Top of Listed records

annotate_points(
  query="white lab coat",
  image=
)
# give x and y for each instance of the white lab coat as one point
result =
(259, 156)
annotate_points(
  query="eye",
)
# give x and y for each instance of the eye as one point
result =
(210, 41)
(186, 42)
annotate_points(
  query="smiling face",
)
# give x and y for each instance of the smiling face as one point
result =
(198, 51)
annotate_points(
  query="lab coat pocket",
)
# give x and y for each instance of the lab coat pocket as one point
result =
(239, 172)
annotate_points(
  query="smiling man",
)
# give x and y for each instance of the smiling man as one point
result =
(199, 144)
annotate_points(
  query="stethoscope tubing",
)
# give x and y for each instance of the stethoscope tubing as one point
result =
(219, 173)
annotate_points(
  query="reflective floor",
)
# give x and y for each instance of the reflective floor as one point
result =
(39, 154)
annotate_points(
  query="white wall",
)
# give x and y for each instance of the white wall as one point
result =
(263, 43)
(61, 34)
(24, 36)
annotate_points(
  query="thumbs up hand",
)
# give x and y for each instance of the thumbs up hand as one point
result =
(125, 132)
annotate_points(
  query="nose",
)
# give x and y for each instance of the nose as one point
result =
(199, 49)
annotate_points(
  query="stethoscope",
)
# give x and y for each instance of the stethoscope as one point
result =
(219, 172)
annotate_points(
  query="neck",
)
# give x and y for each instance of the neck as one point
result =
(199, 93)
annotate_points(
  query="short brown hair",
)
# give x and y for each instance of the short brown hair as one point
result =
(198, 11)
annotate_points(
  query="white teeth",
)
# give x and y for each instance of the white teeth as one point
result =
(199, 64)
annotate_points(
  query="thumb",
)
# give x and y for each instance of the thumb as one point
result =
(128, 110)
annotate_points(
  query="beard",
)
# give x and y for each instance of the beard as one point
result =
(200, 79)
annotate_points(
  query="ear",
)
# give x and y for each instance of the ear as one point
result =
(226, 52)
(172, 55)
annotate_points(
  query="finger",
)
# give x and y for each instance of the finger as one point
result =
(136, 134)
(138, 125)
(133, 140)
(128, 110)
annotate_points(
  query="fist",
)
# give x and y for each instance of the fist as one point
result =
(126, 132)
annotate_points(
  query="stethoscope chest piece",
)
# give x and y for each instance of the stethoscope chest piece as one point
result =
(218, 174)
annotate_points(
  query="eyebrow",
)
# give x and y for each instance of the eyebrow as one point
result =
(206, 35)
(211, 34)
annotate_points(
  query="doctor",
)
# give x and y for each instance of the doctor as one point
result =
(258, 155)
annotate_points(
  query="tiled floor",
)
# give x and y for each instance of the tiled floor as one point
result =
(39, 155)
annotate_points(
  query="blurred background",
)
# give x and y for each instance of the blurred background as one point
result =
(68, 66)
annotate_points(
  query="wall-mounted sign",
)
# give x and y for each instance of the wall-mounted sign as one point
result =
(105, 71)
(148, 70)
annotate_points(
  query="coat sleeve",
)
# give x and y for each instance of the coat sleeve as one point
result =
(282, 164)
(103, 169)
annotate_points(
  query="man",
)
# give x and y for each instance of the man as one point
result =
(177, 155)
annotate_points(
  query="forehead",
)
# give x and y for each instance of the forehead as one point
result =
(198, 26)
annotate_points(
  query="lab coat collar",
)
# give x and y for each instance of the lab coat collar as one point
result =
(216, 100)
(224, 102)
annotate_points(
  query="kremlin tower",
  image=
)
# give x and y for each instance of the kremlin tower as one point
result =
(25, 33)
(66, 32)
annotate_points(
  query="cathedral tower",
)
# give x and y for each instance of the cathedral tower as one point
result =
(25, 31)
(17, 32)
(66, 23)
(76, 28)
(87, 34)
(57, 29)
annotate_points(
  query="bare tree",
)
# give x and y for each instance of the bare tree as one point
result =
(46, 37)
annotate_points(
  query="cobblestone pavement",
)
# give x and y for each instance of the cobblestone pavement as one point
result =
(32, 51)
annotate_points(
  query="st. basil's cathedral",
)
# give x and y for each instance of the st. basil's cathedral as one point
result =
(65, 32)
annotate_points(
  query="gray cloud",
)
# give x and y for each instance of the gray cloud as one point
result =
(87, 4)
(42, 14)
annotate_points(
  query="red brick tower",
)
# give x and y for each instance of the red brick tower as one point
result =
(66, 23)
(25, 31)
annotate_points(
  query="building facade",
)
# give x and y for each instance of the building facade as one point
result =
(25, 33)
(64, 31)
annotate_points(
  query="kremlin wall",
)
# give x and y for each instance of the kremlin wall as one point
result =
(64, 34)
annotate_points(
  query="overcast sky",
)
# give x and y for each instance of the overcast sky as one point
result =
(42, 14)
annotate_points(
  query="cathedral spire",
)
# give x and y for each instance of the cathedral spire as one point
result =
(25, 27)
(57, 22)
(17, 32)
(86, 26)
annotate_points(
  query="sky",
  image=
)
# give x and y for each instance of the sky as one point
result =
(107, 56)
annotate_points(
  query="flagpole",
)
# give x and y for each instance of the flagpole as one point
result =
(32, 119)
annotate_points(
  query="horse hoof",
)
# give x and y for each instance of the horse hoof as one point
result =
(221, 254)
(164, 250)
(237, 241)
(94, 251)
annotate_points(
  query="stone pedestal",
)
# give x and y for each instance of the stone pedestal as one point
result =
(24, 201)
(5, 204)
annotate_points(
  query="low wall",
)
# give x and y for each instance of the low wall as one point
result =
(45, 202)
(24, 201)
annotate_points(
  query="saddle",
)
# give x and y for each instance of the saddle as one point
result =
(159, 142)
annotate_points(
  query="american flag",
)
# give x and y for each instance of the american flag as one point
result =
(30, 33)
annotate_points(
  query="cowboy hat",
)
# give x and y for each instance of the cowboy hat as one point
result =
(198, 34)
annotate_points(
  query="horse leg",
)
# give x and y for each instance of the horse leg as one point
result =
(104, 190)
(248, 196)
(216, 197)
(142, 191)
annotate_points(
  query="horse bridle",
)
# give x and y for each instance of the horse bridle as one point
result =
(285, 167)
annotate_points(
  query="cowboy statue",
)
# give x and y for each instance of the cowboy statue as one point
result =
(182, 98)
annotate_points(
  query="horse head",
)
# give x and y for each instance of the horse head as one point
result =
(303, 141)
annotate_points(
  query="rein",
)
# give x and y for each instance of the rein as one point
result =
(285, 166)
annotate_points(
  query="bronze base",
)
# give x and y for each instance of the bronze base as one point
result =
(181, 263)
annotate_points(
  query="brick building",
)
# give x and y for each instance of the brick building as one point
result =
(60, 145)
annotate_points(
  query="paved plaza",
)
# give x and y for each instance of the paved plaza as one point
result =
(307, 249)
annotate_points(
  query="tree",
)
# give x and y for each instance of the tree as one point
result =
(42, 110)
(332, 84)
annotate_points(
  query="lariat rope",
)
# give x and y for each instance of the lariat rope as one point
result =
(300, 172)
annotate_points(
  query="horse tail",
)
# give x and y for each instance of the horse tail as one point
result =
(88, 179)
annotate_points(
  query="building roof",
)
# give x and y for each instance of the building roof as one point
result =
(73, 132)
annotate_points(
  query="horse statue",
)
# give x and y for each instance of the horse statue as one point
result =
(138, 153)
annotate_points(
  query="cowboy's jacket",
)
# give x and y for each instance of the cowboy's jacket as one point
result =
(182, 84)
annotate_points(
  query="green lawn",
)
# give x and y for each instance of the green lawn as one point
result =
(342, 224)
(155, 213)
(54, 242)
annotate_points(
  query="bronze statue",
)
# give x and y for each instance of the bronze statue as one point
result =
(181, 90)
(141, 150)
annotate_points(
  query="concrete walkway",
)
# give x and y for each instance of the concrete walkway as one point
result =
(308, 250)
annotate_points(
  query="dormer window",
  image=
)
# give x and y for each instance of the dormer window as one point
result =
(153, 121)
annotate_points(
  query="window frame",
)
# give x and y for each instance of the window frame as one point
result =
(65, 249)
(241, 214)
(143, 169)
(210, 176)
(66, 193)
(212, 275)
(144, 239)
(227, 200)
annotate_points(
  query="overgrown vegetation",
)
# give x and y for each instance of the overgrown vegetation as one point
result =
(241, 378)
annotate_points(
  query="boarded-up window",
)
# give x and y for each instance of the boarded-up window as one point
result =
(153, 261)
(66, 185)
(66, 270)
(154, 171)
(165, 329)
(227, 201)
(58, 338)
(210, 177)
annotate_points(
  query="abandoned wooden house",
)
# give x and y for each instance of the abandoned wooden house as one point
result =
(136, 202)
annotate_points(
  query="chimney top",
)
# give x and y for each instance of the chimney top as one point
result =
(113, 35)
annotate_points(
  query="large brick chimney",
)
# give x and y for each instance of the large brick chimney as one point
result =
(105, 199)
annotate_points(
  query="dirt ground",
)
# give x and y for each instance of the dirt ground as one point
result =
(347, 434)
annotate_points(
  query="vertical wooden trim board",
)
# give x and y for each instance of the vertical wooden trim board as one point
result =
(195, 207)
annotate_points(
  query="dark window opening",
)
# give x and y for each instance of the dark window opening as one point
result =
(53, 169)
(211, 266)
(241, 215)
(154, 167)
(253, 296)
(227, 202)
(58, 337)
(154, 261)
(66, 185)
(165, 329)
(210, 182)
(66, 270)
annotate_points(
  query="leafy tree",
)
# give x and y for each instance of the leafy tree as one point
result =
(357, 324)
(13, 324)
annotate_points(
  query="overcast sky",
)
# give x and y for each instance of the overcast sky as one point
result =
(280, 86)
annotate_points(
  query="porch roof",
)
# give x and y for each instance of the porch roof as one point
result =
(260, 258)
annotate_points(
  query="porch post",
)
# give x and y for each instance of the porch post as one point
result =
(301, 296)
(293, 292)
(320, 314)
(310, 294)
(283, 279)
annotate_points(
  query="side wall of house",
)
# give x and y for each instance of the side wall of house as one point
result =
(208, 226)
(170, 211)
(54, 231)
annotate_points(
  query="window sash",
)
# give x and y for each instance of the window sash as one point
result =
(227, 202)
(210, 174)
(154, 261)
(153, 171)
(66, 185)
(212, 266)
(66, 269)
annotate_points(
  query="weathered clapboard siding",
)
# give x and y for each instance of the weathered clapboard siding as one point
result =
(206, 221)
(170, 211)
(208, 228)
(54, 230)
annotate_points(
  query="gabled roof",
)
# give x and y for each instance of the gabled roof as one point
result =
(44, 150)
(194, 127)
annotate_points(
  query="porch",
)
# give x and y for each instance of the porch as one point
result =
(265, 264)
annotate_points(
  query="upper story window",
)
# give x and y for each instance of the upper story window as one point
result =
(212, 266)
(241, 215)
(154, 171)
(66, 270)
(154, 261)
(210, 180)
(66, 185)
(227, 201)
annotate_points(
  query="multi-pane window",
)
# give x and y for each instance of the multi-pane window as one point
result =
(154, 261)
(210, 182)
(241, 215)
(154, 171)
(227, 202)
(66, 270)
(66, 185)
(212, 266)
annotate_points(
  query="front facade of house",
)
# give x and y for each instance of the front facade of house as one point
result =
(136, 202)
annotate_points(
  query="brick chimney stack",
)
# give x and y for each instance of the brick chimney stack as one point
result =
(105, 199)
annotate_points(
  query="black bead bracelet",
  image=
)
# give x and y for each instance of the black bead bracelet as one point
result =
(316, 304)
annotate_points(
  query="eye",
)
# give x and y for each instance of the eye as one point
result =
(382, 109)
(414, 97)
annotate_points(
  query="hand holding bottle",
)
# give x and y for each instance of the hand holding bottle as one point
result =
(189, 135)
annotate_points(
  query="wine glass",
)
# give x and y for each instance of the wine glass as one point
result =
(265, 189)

Bottom of Listed records

» **Problem**: In the records above, count the lines that contain the word "abandoned" and state only that count.

» **Answer box**: 2